Pull out every one of the lines below that contains the word "sneaker" and copy each one in full.

§ **Data for the task**
——————

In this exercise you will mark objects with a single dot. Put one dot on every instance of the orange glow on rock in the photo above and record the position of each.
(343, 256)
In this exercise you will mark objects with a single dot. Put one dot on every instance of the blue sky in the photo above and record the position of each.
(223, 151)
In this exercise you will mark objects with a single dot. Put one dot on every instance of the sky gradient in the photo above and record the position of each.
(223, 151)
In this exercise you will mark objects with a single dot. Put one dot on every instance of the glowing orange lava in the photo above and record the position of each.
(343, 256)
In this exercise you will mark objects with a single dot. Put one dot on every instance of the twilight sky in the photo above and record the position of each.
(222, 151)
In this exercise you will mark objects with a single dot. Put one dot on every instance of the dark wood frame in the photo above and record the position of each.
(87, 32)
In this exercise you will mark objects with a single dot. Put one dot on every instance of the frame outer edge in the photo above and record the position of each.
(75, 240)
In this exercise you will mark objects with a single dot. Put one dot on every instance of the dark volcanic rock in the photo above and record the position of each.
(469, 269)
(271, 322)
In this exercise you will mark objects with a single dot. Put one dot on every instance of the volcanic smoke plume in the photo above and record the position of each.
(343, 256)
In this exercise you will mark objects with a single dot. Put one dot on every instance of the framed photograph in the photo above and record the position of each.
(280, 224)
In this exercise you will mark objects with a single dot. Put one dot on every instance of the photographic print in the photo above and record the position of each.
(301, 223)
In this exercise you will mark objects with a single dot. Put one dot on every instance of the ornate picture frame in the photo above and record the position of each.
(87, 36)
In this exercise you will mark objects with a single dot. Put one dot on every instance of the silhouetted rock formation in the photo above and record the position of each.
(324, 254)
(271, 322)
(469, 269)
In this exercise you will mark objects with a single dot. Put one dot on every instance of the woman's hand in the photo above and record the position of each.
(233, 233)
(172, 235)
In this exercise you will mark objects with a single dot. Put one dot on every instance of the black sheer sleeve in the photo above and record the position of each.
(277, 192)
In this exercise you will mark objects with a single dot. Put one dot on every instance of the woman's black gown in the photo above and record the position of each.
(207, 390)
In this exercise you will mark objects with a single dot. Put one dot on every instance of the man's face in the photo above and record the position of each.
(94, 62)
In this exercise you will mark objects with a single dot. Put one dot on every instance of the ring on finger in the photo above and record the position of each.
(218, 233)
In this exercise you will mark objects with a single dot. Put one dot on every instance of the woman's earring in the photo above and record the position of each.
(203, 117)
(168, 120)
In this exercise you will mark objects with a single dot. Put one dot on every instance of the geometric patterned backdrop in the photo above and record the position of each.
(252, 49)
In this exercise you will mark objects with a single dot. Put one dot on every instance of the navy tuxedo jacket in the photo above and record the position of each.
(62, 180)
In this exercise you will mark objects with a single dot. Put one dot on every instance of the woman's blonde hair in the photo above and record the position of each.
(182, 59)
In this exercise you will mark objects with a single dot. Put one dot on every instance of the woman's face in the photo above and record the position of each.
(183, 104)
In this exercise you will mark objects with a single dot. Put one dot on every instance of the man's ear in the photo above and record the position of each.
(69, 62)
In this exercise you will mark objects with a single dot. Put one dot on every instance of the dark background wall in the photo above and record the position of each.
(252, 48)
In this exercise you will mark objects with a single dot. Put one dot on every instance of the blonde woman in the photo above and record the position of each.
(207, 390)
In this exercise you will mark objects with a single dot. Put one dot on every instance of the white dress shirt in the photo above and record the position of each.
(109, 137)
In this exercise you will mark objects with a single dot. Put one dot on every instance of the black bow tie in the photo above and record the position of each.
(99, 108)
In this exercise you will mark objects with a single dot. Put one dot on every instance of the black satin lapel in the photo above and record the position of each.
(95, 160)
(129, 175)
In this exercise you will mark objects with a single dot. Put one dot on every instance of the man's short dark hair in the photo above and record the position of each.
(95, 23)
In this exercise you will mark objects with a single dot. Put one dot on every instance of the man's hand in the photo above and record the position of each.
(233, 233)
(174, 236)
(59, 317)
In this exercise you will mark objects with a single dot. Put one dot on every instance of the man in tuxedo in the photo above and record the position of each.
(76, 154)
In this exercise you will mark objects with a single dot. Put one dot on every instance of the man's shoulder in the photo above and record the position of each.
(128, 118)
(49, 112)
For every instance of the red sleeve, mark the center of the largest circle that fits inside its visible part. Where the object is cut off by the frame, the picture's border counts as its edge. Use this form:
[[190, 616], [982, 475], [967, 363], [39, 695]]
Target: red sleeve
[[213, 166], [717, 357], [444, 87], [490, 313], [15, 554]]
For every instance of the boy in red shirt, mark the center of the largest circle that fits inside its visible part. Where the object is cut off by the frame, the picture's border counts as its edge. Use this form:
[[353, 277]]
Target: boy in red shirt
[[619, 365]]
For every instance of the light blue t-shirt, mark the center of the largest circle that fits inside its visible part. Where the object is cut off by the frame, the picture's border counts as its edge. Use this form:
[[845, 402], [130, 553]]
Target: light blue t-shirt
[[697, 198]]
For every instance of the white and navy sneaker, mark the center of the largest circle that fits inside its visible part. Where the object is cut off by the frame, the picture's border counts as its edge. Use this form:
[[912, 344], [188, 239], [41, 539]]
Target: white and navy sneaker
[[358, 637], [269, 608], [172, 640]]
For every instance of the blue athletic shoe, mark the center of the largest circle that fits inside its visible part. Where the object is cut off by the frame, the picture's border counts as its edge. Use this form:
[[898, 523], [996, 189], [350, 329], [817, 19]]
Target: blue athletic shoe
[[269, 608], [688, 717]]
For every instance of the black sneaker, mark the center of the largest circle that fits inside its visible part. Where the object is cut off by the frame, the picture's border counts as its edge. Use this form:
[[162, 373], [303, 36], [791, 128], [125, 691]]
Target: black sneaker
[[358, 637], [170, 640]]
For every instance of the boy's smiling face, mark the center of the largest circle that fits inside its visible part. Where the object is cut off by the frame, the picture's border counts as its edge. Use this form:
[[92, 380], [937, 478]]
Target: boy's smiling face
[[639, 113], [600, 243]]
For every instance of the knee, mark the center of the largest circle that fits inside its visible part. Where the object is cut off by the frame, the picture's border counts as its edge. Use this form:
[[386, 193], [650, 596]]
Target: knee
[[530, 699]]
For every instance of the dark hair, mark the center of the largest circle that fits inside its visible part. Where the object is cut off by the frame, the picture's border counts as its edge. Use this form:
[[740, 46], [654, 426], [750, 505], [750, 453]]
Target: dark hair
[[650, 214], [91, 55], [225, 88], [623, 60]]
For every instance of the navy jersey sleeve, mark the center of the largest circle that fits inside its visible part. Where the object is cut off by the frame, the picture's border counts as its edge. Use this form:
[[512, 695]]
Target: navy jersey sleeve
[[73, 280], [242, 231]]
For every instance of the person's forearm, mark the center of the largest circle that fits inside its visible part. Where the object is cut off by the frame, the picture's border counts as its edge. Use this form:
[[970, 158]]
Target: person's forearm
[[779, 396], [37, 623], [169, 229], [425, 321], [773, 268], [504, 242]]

——————

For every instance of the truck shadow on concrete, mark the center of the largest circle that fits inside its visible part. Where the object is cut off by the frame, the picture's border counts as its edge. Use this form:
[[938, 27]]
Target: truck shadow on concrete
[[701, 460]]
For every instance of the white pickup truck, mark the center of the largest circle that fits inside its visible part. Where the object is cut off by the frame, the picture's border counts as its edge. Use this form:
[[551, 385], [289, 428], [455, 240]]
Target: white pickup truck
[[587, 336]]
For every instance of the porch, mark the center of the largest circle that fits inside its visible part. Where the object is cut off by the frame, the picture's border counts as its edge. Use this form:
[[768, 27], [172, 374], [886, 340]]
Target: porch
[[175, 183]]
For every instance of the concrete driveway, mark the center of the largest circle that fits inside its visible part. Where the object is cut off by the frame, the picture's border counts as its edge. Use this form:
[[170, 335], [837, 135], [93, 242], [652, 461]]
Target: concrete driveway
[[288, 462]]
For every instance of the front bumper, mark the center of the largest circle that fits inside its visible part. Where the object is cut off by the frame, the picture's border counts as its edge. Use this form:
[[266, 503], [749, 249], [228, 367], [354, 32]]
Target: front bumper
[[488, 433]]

——————

§ **Task answer**
For every instance of the white and navy sneaker, mark the center of the largest circle that fits inside its visible part. Where the object is cut off by the frame, the picture's border counts as its edge. Use this form:
Target: white and navy sneaker
For every instance of the black sneaker, mark the center of the largest circle that fits inside its visible part. Where the object is cut off by the frame, the picture's border counts as its edge. Use this form:
Target: black sneaker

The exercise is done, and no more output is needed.